◆ **Document passage**
Re: BUG #17255: Server crashes in index_delete_sort_cmp() due to race condition with vacuum

From: Peter Geoghegan <pg(at)bowt(dot)ie>
To: Andres Freund <andres(at)anarazel(dot)de>
Cc: Dmitry Dolgov <9erthalion6(at)gmail(dot)com>, Alexander Lakhin <exclusion(at)gmail(dot)com>, Matthias van de Meent <boekewurm+postgres(at)gmail(dot)com>, PostgreSQL mailing lists <pgsql-bugs(at)lists(dot)postgresql(dot)org>
Subject: Re: BUG #17255: Server crashes in index_delete_sort_cmp() due to race condition with vacuum
Date: 2021-12-11 22:51:35
Message-ID: CAH2-WzkzuuY0V9xE10LJS1bBH=GMuGrV7BMf3q3wQyt-ABFVrQ@mail.gmail.com
Views: Raw Message | Whole Thread | Download mbox | Resend email
Thread:
Lists: pgsql-bugs

On Sat, Dec 11, 2021 at 2:03 PM Peter Geoghegan <pg(at)bowt(dot)ie> wrote:
> I have no objection to delaying the lazy_scan_heap_limits() stuff
> until right before lazy_scan_heap() is called. However, I do think
> that we should always know certain basic "immutable" facts about a
> VACUUM at the point that we call lazy_scan_heap(), which is not the
> case with this patch.

Segmentation annotation records:
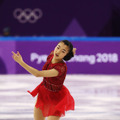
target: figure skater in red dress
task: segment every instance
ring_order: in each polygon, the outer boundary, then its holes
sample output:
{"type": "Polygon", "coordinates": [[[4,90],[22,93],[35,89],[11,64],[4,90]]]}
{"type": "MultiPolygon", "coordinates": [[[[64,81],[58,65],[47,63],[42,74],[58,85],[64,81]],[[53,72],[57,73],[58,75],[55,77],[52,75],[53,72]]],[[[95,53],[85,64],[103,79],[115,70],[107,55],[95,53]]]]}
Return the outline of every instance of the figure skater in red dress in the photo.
--
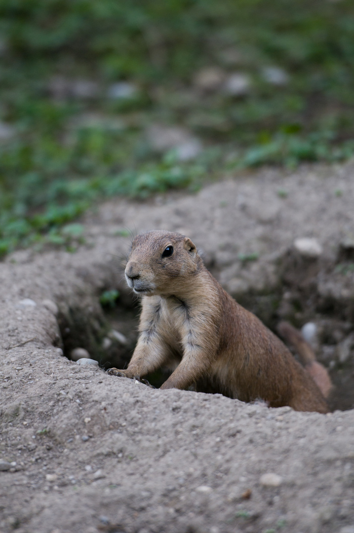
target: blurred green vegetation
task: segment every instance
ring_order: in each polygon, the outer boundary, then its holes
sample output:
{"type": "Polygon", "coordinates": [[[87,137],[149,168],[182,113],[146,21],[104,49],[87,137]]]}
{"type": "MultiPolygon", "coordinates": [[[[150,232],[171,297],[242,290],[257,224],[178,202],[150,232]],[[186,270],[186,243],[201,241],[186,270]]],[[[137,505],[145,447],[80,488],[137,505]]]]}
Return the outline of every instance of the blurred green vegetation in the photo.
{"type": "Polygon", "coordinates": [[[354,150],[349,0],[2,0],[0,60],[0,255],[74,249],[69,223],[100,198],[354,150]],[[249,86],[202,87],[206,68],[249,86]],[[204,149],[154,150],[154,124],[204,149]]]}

◆ **Exercise task 1**
Answer these questions about the bug thread message:
(a) On what date and at what time was the message sent?
(b) Which mailing list is it listed under?
(c) The quoted passage allows delaying the lazy_scan_heap_limits() stuff until right before which function is called?
◆ **Exercise task 2**
Please write out the records again, everything from the line containing "target: figure skater in red dress" down to the line containing "Return the outline of every instance of the figure", changing "outer boundary" to "exterior boundary" and keeping all else the same.

◆ **Output 1**
(a) 2021-12-11 22:51:35
(b) pgsql-bugs
(c) lazy_scan_heap()

◆ **Output 2**
target: figure skater in red dress
task: segment every instance
ring_order: in each polygon, the exterior boundary, then its holes
sample output:
{"type": "Polygon", "coordinates": [[[4,90],[22,93],[35,89],[11,64],[4,90]]]}
{"type": "MultiPolygon", "coordinates": [[[[64,81],[58,65],[47,63],[42,74],[58,85],[64,81]],[[53,72],[57,73],[58,75],[55,77],[52,75],[53,72]]],[[[95,53],[85,64],[103,79],[115,70],[107,55],[95,53]]]]}
Return the outline of every instance of the figure skater in red dress in the photo.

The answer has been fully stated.